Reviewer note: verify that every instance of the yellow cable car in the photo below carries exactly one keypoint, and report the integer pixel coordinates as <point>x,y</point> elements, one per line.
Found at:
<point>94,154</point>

----------------

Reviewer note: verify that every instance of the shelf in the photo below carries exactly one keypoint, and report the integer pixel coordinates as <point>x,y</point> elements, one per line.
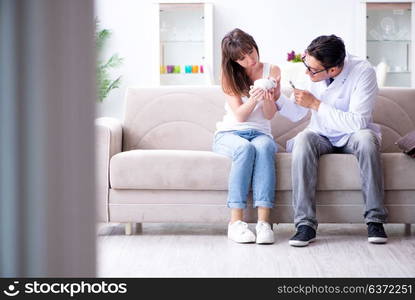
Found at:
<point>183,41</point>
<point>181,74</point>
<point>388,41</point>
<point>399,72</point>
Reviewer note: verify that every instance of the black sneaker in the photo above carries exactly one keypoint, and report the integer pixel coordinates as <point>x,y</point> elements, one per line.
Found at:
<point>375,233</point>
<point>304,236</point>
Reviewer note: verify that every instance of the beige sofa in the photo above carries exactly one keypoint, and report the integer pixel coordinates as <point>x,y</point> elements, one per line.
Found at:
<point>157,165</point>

----------------

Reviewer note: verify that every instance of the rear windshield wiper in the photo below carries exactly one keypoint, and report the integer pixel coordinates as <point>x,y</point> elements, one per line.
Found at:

----------------

● **Exercise prompt**: Update the entries from the line containing "Reviewer note: verify that every instance of the black" through the line containing "<point>157,165</point>" by replacing "beige sofa" with "brown sofa" and keeping everything else the same. Return only those lines.

● **Answer for this exercise**:
Reviewer note: verify that every instance of the black sneaker in the photo above carries exactly one keypoint, and report the integer pixel coordinates as <point>x,y</point> elements, one per line.
Found at:
<point>375,233</point>
<point>304,236</point>
Reviewer note: verify that every instance of the brown sofa in the photo above carries exactly one keypoint, and report the integer pixel coordinates as <point>x,y</point> elements, one per line.
Found at:
<point>157,165</point>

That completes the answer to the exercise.